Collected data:
----------

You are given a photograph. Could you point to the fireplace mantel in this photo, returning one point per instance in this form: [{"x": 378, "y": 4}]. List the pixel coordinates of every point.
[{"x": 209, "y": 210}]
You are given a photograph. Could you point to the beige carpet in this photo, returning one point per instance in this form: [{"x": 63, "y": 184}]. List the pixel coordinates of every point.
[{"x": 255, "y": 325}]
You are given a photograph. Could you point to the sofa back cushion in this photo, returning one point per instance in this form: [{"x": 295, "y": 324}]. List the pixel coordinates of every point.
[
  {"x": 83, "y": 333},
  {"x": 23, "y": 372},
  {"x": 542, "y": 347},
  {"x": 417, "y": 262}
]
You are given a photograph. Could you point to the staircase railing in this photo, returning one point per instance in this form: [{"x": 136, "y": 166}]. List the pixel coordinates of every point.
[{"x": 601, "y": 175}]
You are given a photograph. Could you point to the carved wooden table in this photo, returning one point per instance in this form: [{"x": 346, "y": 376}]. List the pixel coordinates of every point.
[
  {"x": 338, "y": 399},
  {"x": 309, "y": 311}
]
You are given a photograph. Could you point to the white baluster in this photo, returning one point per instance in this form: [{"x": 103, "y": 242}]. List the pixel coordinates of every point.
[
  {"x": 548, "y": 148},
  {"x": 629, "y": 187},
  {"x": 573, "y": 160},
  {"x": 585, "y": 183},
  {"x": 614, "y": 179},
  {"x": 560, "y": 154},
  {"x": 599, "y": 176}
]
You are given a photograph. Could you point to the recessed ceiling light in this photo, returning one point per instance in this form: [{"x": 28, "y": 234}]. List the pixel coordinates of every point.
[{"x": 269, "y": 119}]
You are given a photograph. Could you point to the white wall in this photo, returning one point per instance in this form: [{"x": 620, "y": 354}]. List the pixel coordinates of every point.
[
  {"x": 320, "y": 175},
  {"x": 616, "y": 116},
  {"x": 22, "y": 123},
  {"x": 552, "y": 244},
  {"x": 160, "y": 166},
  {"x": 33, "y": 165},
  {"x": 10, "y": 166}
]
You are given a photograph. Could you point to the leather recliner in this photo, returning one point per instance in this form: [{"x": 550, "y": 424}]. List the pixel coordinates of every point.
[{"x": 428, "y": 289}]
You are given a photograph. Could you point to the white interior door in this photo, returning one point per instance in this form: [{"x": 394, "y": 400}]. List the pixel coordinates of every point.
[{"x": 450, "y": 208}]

----------

TASK REQUIREMENTS:
Give the data again, exactly.

OUTPUT OF THE EXERCISE:
You are given a photograph. Could you point to the fireplace mantel in this photo, returning one point per instance in this form: [{"x": 378, "y": 4}]. List the pixel coordinates of every point.
[{"x": 209, "y": 210}]
You are given a photograph. Could you point to the beige carpet in this photo, returning one point per instance in this form: [{"x": 63, "y": 184}]. List the pixel coordinates of every point.
[{"x": 255, "y": 325}]
You are given a photograph. Could you point to the sofa back cushion in this photo, returning one point per instance in this form: [{"x": 295, "y": 324}]. List the pixel coordinates of every point.
[
  {"x": 83, "y": 333},
  {"x": 23, "y": 372},
  {"x": 542, "y": 347},
  {"x": 417, "y": 262}
]
You are given a photograph. Could you point to the staircase railing in this photo, returning one point per instance in this form: [{"x": 136, "y": 166}]. List the pixel coordinates of every point.
[{"x": 601, "y": 175}]
You are given a photograph. Could you point to the carved wooden table in this photo, returning one point per instance in this form: [{"x": 346, "y": 376}]. List the pixel coordinates of every point.
[
  {"x": 338, "y": 399},
  {"x": 309, "y": 311}
]
You are given a photograph. Could you point to the white baluster in this photo, returning one point per instance in this form: [{"x": 103, "y": 242}]. List the pixel coordinates of every point.
[
  {"x": 548, "y": 148},
  {"x": 629, "y": 187},
  {"x": 573, "y": 160},
  {"x": 585, "y": 183},
  {"x": 614, "y": 179},
  {"x": 560, "y": 154},
  {"x": 599, "y": 176}
]
You are given a photograph. Could you point to the recessed ceiling light in this photo, returning one point per instance in this form: [{"x": 28, "y": 234}]. List the pixel coordinates of every point.
[{"x": 269, "y": 119}]
You are given a photograph. Could you point to the white wall in this photo, returning one point per instance in this form: [{"x": 620, "y": 354}]. List the pixel coordinates of every point.
[
  {"x": 320, "y": 175},
  {"x": 616, "y": 116},
  {"x": 22, "y": 123},
  {"x": 552, "y": 244},
  {"x": 160, "y": 166},
  {"x": 33, "y": 165},
  {"x": 10, "y": 166}
]
You are given a photograph. Could you point to the leather recliner in this photo, returning one point per instance in this form: [{"x": 550, "y": 424}]. List the pixel coordinates of every point.
[{"x": 428, "y": 289}]
You are given a photograph. Could you point to the white interior door in this photo, returning one point per instance in this form: [{"x": 394, "y": 400}]. List the pixel coordinates of every point.
[{"x": 450, "y": 208}]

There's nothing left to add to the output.